**Required action:**
The data beneath this task is to be duplicated exactly, in its entirety.

○ ○ ○ ○

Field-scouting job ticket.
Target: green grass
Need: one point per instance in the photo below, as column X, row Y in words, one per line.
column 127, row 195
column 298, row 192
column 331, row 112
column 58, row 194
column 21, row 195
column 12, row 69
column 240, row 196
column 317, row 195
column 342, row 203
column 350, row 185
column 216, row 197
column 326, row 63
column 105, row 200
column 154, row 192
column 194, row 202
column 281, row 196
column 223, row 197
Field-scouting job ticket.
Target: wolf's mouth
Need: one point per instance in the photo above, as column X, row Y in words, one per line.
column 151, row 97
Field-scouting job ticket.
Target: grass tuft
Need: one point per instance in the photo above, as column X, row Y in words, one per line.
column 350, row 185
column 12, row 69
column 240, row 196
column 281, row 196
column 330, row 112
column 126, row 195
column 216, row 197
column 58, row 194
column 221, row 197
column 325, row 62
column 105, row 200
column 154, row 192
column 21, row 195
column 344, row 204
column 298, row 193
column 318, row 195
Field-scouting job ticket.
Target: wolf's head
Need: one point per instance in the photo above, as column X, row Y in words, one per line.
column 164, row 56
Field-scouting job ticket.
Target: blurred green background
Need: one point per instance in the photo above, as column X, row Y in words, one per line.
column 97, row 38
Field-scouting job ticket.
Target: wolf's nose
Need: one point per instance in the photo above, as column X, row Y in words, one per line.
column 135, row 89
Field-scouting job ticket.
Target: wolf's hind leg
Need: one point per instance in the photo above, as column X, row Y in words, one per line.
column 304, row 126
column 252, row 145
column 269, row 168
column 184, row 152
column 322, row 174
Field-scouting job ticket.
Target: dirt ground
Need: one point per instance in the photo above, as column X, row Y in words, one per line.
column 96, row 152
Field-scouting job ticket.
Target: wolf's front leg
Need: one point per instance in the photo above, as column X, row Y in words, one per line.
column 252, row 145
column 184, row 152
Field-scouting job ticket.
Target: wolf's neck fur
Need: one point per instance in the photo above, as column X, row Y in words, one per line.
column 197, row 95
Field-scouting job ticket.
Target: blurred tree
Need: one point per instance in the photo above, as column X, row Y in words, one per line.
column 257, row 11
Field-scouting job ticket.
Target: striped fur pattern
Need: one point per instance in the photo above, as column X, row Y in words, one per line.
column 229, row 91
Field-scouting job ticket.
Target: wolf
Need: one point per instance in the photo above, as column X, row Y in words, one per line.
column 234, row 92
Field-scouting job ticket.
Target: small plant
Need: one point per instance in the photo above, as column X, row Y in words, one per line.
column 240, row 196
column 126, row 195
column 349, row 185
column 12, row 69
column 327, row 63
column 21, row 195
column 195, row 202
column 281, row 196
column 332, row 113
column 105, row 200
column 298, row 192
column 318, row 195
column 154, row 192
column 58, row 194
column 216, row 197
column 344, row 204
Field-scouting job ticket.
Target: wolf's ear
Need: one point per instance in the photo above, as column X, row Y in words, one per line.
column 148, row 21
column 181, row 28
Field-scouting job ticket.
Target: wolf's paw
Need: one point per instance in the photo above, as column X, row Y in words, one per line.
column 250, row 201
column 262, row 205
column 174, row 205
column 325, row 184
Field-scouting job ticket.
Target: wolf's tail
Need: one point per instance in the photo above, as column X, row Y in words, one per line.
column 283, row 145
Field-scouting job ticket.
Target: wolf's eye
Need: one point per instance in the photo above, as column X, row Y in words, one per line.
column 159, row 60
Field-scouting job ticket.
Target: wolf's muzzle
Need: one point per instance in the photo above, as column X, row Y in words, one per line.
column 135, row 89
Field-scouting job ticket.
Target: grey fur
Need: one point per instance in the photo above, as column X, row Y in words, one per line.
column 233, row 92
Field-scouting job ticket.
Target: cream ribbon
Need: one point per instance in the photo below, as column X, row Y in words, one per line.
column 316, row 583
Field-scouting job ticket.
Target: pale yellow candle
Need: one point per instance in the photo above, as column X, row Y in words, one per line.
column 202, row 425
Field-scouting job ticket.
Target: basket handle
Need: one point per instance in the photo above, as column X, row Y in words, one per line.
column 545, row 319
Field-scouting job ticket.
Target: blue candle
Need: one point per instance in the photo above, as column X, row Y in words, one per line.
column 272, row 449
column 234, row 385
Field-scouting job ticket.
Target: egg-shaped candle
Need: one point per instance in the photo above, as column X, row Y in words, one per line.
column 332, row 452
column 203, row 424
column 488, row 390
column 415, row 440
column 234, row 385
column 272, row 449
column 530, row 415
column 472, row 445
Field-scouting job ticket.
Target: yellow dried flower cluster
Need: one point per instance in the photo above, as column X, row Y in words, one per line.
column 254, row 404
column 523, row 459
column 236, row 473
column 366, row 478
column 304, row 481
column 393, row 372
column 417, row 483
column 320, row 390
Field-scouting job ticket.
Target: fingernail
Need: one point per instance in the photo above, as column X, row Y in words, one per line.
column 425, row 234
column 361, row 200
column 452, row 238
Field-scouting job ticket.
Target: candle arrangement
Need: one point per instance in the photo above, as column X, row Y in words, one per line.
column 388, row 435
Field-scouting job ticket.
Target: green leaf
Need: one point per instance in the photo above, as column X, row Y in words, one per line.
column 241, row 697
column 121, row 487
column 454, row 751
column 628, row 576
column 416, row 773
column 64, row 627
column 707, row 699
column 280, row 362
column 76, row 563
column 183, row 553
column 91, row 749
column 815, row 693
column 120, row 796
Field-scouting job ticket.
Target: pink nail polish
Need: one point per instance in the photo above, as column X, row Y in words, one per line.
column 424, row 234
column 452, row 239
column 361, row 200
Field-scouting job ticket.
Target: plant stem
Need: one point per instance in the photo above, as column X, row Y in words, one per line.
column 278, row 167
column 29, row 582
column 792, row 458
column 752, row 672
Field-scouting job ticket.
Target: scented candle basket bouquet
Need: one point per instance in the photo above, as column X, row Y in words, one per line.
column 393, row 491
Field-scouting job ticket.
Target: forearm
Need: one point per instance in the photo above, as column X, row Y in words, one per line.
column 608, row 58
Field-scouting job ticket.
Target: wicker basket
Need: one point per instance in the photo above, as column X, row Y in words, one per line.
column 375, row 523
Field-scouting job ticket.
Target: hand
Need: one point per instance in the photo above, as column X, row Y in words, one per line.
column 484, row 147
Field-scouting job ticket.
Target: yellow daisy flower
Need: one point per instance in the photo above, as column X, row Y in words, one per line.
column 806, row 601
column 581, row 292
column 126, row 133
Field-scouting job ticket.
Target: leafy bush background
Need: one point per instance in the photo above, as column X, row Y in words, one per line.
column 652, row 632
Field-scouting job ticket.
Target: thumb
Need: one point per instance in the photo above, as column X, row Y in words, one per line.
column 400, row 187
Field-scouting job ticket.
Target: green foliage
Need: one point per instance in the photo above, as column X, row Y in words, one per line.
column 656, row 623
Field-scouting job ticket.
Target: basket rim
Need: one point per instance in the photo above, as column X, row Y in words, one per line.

○ ○ ○ ○

**Solved problem:**
Field-scouting job ticket.
Target: green grass
Need: one point per instance in the photo below, as column X, row Y in words, one per line.
column 127, row 195
column 298, row 192
column 331, row 112
column 58, row 194
column 21, row 195
column 12, row 69
column 240, row 196
column 317, row 195
column 342, row 203
column 350, row 185
column 216, row 197
column 326, row 63
column 105, row 200
column 154, row 192
column 194, row 202
column 281, row 196
column 223, row 197
Field-scouting job ticket.
Target: wolf's mouth
Need: one point per instance in the photo above, as column X, row Y in words, one per line.
column 151, row 97
Field-scouting job ticket.
Target: grass tuft
Need: one point per instance in the photo above, as column X, row Y in words, one per line.
column 350, row 185
column 12, row 69
column 240, row 196
column 281, row 196
column 330, row 112
column 126, row 195
column 216, row 197
column 58, row 194
column 221, row 197
column 325, row 62
column 105, row 200
column 154, row 192
column 21, row 195
column 344, row 204
column 298, row 193
column 318, row 195
Field-scouting job ticket.
Target: wolf's head
Need: one point per instance in the photo above, as column X, row Y in words, one per line.
column 164, row 56
Field-scouting job ticket.
Target: blurred green background
Need: one point per instance in the photo above, as column X, row Y in words, one per line.
column 97, row 38
Field-scouting job ticket.
Target: wolf's nose
Need: one point per instance in the photo above, as column X, row Y in words, one per line.
column 135, row 89
Field-scouting job ticket.
Target: wolf's hind leg
Need: one point per instance in the photo above, as column X, row Y in words, one per line.
column 304, row 126
column 252, row 145
column 269, row 168
column 184, row 152
column 322, row 174
Field-scouting job ticket.
Target: dirt ground
Need: one point per instance in the photo above, as column X, row Y in words, one per line.
column 96, row 152
Field-scouting job ticket.
Target: wolf's front leg
Need: one point per instance in the photo above, as column X, row Y in words, one per line.
column 252, row 145
column 184, row 152
Field-scouting job ticket.
Target: wolf's neck fur
Need: one point per instance in the photo above, as column X, row Y in words, one per line.
column 197, row 95
Field-scouting job ticket.
Target: blurred tree
Need: one point per instance in the photo above, as column X, row Y in words, one per line.
column 257, row 11
Field-scouting job ticket.
Target: striped fur pattern
Need: one point per instance in the photo above, as column X, row Y in words, one per line.
column 229, row 91
Field-scouting job ticket.
Target: wolf
Need: one point per instance in the photo above, as column X, row Y in words, one per line.
column 234, row 92
Field-scouting job ticket.
Target: small plant
Need: one point per instance in the photo above, as column X, row Y in words, one per line.
column 240, row 196
column 126, row 195
column 349, row 185
column 12, row 69
column 327, row 63
column 21, row 195
column 195, row 202
column 281, row 196
column 332, row 113
column 105, row 200
column 298, row 192
column 318, row 195
column 154, row 192
column 58, row 194
column 216, row 197
column 344, row 204
Field-scouting job ticket.
Target: wolf's ear
Need: one point per instance in the photo above, as column X, row Y in words, one per line.
column 148, row 21
column 181, row 28
Field-scouting job ticket.
Target: wolf's paw
Need: one point per instance in the photo above, as column X, row Y in words, one per line.
column 250, row 201
column 262, row 205
column 174, row 205
column 325, row 184
Field-scouting job ticket.
Target: wolf's tail
Need: one point per instance in the photo above, as column X, row Y in words, one per line.
column 283, row 145
Field-scouting job ticket.
Target: wolf's eye
Need: one point per instance in the photo above, as column X, row Y in words, one per line.
column 159, row 60
Field-scouting job ticket.
Target: wolf's muzzle
Need: one point per instance in the photo above, as column X, row Y in words, one per line.
column 135, row 89
Field-scouting job ticket.
Target: grey fur
Need: one point per instance in the photo above, as column X, row Y in words, one per line.
column 233, row 92
Field-scouting job ticket.
Target: cream ribbon
Need: one point per instance in the photo below, as column X, row Y in words, one per line.
column 316, row 583
Field-scouting job ticket.
Target: pale yellow candle
Need: one point per instance in the photo above, as column X, row Y in words, one per line.
column 202, row 425
Field-scouting job ticket.
Target: basket handle
Need: one point per instance in the photo above, as column X, row Y in words, one per line.
column 545, row 319
Field-scouting job ticket.
Target: blue candle
Need: one point per instance in the photo above, as column X, row Y in words, one per line.
column 272, row 449
column 234, row 385
Field-scouting job ticket.
Target: egg-shaped candle
Need: one point per instance in the photo above, as column X, row Y in words, one per line.
column 332, row 452
column 203, row 424
column 488, row 390
column 415, row 440
column 234, row 385
column 272, row 449
column 530, row 415
column 472, row 445
Field-scouting job ticket.
Target: yellow dried flower cluster
Need: one point per instance in the photo above, as column X, row Y in words, one per line.
column 254, row 404
column 523, row 459
column 236, row 473
column 366, row 478
column 304, row 481
column 393, row 372
column 417, row 483
column 320, row 390
Field-scouting job ticket.
Target: fingernail
Need: one point per instance in the photo above, as column X, row Y in words, one per line.
column 425, row 234
column 361, row 200
column 452, row 238
Field-scouting job ticket.
Target: candle arrangement
Need: one point per instance in the photo above, as column X, row Y in words, one per line.
column 388, row 435
Field-scouting job ticket.
Target: green leaf
Need: one point per instance in the photo above, as column X, row Y in words, one per line.
column 241, row 697
column 121, row 487
column 454, row 751
column 628, row 576
column 416, row 773
column 64, row 627
column 707, row 699
column 280, row 362
column 76, row 563
column 183, row 553
column 91, row 749
column 815, row 693
column 120, row 796
Field-scouting job ticket.
Target: pink nail polish
Need: one point per instance in the photo above, as column X, row Y in words, one per line.
column 424, row 234
column 452, row 239
column 361, row 200
Field-scouting job ticket.
Target: plant stem
Need: one point per instance in the photo above, as column X, row Y in words, one per line.
column 278, row 167
column 29, row 582
column 792, row 458
column 752, row 672
Field-scouting job ticket.
Target: scented candle basket bouquet
Need: one point per instance in the photo above, as column X, row Y in words, one per line.
column 393, row 491
Field-scouting job ticket.
Target: forearm
Need: one point per instance in the photo above, as column X, row Y in words, one per line.
column 608, row 58
Field-scouting job ticket.
Target: wicker basket
Need: one point per instance in the photo above, as column X, row Y in words, one per line.
column 375, row 523
Field-scouting job ticket.
Target: hand
Need: one point per instance in the photo above, as column X, row Y in words, one per line.
column 484, row 147
Field-scouting job ticket.
Target: yellow daisy flower
Need: one point per instance in the photo above, as column X, row Y in words, one per line.
column 806, row 601
column 581, row 292
column 126, row 133
Field-scouting job ticket.
Target: leafy bush background
Need: one point per instance in the photo above, as column X, row Y in words, one per line.
column 652, row 632
Field-scouting job ticket.
Target: thumb
Need: one point per instance in the photo above, as column X, row Y in words, one per line.
column 400, row 187
Field-scouting job ticket.
Target: green foliage
Need: one point per instance in the photo above, as column X, row Y in words, one per line.
column 656, row 623
Field-scouting job ticket.
Target: basket rim
Need: one point per instance in the photo above, as column X, row Y in words, one per line.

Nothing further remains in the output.